### Dataset:
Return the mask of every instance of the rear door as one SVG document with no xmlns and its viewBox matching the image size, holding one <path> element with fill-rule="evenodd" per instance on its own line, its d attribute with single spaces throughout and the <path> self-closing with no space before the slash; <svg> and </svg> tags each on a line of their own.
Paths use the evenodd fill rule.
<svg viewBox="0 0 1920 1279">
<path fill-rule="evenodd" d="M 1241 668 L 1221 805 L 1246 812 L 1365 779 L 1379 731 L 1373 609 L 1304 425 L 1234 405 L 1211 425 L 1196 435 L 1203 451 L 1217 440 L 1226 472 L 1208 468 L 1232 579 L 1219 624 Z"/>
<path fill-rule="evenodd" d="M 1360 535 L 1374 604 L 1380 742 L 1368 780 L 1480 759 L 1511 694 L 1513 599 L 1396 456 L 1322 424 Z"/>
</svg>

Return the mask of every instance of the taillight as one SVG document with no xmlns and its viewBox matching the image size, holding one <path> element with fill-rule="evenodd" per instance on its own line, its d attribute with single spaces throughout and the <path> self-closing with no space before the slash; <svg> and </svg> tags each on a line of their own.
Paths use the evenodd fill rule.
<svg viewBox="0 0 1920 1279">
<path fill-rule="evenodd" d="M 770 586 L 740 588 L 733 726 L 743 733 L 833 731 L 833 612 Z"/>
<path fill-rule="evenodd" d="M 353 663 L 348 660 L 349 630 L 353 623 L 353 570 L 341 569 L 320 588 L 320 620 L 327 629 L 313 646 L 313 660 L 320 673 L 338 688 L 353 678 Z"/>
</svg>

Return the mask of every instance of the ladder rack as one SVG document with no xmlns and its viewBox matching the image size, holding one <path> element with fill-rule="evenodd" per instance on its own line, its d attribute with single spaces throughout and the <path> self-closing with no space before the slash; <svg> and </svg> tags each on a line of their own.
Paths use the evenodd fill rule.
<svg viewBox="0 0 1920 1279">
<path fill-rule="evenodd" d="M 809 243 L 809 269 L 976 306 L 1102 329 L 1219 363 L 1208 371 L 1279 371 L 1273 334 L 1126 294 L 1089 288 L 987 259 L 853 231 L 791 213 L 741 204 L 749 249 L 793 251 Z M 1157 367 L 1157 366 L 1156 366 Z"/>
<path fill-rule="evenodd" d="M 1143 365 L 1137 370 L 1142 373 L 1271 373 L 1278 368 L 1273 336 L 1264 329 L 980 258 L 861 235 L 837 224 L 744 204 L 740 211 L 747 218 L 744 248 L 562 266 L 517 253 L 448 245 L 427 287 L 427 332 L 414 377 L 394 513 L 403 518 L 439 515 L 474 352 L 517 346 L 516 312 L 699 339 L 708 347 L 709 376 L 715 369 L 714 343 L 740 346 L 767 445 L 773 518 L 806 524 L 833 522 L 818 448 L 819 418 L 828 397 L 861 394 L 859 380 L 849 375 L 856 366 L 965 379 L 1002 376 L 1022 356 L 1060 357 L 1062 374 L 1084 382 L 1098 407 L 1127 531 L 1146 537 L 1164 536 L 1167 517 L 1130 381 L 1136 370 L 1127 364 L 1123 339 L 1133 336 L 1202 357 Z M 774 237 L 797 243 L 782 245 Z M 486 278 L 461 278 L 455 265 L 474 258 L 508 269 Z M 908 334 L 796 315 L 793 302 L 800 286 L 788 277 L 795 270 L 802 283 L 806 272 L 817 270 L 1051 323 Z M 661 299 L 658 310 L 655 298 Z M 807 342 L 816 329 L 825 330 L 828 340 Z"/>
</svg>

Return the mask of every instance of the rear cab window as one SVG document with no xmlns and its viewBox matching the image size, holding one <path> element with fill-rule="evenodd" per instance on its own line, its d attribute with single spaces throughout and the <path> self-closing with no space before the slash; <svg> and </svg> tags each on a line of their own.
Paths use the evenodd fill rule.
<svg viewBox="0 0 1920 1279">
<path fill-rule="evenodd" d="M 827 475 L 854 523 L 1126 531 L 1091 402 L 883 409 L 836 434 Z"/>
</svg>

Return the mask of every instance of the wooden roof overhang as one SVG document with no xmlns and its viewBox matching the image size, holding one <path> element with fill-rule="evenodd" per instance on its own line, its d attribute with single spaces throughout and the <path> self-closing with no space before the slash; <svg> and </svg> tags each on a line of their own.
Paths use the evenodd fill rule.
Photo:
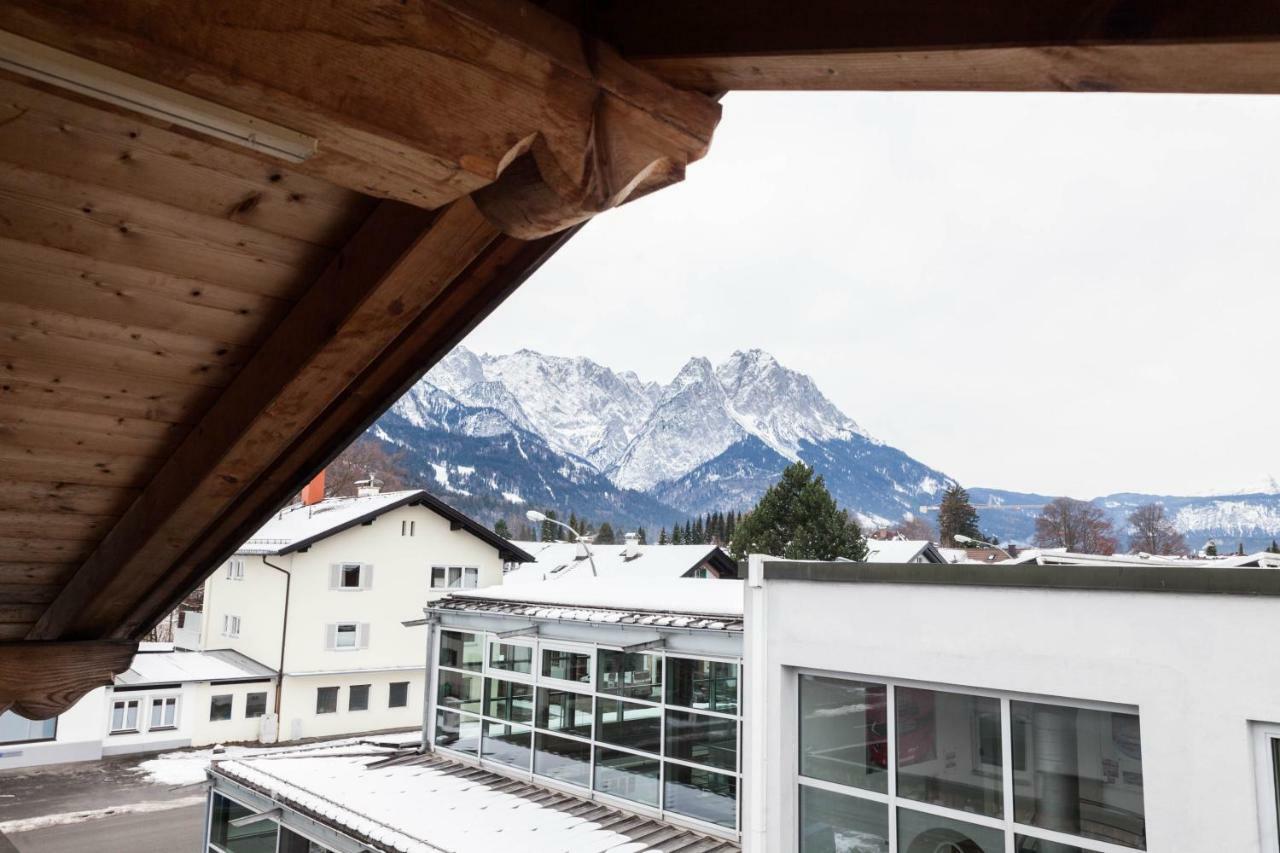
<svg viewBox="0 0 1280 853">
<path fill-rule="evenodd" d="M 0 0 L 0 709 L 125 669 L 712 95 L 1274 92 L 1277 4 Z"/>
</svg>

### Exercise goal:
Transcribe verbatim. Cover the lines from the first line of the entries above to the line containing "Return the mask of every instance of the ladder", inclusive.

### Response below:
Return the mask of every instance of the rear door as one SVG document with no xmlns and its viewBox matching the image size, holding one <path> element with fill-rule="evenodd" per instance on its own line, its d attribute with single spaces throughout and the <path> self-closing with no space before the slash; <svg> and </svg> tags each on a line of their own.
Paths use the evenodd fill rule.
<svg viewBox="0 0 1920 1279">
<path fill-rule="evenodd" d="M 1241 668 L 1221 805 L 1246 812 L 1365 779 L 1379 731 L 1373 609 L 1304 425 L 1234 405 L 1211 425 L 1196 435 L 1203 451 L 1217 440 L 1226 472 L 1208 468 L 1232 579 L 1219 624 Z"/>
<path fill-rule="evenodd" d="M 1360 535 L 1374 604 L 1380 742 L 1368 780 L 1480 759 L 1511 694 L 1513 599 L 1396 456 L 1322 424 Z"/>
</svg>

Return the mask of every instance of the taillight as one SVG document with no xmlns and its viewBox matching the image size, holding one <path> element with fill-rule="evenodd" per instance on its own line, its d attribute with single spaces throughout and the <path> self-closing with no space before the slash; <svg> and </svg> tags each on a line of their own.
Paths use the evenodd fill rule.
<svg viewBox="0 0 1920 1279">
<path fill-rule="evenodd" d="M 770 586 L 740 588 L 733 726 L 743 733 L 833 731 L 833 612 Z"/>
<path fill-rule="evenodd" d="M 353 663 L 348 660 L 349 630 L 353 623 L 353 570 L 341 569 L 320 588 L 320 620 L 327 629 L 313 646 L 313 660 L 320 673 L 338 688 L 353 678 Z"/>
</svg>

Return the mask of every instance of the ladder rack as one SVG document with no xmlns and its viewBox matching the image size, holding one <path> element with fill-rule="evenodd" per instance on its own line, its d attribute with single spaces throughout and the <path> self-closing with no space before the slash; <svg> and </svg> tags each on a line of their own.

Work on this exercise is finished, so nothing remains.